_Direction:_ Transcribe the part of the records below that opens with the line containing "Please identify the white porch" and closes with the line containing "<point>510,170</point>", both of those lines included. Copy those lines exactly and give nothing else.
-- begin Data for the task --
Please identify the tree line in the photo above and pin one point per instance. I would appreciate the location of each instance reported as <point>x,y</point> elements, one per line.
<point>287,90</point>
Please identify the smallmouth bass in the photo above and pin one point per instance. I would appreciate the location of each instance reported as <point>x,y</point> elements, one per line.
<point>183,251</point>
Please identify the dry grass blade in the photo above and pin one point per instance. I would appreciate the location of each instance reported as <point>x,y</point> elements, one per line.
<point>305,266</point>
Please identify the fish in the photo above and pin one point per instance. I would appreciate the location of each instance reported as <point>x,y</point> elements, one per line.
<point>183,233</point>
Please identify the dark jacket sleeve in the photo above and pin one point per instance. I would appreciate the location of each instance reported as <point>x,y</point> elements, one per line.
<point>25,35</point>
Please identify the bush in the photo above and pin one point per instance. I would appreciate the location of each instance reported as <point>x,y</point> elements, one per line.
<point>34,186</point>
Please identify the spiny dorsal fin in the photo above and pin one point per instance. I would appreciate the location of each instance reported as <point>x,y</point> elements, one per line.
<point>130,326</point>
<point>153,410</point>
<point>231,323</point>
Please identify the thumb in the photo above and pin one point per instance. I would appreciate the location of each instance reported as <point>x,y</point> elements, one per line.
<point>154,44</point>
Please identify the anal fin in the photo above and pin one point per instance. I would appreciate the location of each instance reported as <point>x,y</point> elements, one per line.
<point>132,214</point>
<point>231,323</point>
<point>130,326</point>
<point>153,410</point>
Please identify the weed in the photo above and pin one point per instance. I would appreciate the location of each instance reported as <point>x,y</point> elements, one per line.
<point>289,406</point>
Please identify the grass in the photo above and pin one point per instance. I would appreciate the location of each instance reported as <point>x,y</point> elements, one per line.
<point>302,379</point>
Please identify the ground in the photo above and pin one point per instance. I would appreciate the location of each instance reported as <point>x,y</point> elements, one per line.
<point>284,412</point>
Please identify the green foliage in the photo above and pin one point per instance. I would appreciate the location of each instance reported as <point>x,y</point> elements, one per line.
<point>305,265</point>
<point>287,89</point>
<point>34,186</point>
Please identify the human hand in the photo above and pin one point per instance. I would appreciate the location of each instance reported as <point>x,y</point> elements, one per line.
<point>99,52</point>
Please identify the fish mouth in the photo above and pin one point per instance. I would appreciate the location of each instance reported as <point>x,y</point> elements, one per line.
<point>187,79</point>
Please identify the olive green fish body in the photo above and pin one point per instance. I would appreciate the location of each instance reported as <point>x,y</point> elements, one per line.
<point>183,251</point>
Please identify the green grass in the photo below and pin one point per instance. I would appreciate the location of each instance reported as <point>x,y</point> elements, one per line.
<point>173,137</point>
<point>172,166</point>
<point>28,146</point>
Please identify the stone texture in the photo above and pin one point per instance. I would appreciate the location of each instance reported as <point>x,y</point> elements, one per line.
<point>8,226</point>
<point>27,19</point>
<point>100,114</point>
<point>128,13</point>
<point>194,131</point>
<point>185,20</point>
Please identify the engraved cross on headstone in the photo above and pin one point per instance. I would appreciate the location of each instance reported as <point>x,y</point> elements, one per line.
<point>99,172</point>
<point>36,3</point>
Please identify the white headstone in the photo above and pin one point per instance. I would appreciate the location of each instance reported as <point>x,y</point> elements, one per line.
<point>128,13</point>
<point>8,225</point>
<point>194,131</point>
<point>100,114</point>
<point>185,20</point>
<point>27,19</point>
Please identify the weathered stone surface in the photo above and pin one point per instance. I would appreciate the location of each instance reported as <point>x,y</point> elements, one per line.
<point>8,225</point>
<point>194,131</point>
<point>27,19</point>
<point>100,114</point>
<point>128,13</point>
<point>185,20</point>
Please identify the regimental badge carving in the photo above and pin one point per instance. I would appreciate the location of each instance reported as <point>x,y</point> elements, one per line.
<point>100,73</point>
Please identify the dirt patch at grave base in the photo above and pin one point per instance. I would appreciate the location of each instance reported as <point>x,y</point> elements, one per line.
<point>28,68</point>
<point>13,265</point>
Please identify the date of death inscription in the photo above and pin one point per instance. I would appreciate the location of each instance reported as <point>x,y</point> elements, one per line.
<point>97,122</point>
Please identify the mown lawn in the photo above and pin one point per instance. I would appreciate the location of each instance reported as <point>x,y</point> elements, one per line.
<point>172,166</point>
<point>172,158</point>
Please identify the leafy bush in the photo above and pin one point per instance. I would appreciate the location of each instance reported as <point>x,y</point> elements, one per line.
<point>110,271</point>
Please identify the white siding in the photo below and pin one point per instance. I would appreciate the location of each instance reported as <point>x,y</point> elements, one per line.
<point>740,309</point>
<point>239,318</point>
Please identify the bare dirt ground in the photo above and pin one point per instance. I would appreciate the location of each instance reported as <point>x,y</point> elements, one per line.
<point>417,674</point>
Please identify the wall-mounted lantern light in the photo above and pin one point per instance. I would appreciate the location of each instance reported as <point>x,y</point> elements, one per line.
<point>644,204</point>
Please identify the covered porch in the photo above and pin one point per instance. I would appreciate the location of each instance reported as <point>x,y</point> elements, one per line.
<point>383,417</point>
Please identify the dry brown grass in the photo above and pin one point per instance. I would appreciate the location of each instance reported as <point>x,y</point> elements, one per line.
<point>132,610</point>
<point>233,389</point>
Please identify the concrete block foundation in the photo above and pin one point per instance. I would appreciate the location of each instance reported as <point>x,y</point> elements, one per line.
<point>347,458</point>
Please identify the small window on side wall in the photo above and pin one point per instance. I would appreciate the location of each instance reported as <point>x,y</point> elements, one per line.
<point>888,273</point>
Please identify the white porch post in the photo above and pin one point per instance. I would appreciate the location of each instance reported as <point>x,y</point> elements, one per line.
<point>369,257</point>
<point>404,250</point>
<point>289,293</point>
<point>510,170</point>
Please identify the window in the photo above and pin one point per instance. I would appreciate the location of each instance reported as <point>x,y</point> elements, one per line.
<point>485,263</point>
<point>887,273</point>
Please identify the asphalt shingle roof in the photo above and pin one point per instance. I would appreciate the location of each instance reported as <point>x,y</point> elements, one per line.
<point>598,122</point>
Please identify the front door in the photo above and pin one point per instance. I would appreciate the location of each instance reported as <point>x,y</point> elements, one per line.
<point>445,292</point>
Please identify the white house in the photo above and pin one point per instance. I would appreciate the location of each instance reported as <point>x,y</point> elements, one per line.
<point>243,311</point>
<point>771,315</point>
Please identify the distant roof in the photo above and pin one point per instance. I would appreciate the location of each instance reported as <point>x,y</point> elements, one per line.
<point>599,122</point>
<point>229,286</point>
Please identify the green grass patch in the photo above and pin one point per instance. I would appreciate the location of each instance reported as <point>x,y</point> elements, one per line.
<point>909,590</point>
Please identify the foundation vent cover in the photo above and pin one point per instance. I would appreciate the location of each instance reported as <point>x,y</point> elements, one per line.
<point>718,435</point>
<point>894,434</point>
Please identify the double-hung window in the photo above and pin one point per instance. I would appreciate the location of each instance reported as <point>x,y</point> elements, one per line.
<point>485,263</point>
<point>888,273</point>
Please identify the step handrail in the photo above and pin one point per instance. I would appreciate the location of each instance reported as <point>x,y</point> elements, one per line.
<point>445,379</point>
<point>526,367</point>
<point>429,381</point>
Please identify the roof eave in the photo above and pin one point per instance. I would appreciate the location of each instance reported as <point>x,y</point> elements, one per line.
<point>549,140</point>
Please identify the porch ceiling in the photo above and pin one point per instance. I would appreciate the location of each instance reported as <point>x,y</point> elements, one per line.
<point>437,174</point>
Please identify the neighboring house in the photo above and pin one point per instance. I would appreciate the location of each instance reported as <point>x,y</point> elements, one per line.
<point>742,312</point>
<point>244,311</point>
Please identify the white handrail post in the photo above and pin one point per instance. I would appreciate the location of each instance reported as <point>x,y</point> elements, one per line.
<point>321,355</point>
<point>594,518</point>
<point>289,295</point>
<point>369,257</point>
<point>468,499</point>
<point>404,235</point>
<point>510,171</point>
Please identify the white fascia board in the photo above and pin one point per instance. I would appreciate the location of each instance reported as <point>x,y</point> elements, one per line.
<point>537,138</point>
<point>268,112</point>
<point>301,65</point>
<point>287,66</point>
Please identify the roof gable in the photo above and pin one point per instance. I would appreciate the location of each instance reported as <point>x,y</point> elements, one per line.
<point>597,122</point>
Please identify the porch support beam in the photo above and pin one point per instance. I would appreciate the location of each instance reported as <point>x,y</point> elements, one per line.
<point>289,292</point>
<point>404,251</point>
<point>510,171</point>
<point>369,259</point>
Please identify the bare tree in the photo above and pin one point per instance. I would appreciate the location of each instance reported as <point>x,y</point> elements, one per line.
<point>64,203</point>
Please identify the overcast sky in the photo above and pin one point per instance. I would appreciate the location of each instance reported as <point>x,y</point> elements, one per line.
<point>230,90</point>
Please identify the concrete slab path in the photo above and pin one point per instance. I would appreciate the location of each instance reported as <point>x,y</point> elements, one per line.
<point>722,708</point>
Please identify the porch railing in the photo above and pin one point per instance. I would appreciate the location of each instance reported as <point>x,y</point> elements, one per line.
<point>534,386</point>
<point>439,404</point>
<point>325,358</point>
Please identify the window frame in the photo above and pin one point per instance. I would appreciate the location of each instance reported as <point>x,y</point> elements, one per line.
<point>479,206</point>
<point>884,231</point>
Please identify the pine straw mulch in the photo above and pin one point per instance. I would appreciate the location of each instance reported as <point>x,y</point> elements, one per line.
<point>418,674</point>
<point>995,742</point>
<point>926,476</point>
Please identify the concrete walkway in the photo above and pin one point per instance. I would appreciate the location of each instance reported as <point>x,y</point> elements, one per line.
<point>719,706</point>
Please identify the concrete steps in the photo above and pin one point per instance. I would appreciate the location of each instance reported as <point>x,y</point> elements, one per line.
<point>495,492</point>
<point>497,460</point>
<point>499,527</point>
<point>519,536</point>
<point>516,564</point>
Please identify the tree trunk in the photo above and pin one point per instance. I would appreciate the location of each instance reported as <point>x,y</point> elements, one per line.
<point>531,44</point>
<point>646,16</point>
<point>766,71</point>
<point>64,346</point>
-- end Data for the task --
_Complete output:_
Please identify the white porch post in the photo above and pin one point per instance. I would appreciate the location of each instance reported as <point>x,y</point> elements, one per line.
<point>369,257</point>
<point>404,250</point>
<point>289,293</point>
<point>510,170</point>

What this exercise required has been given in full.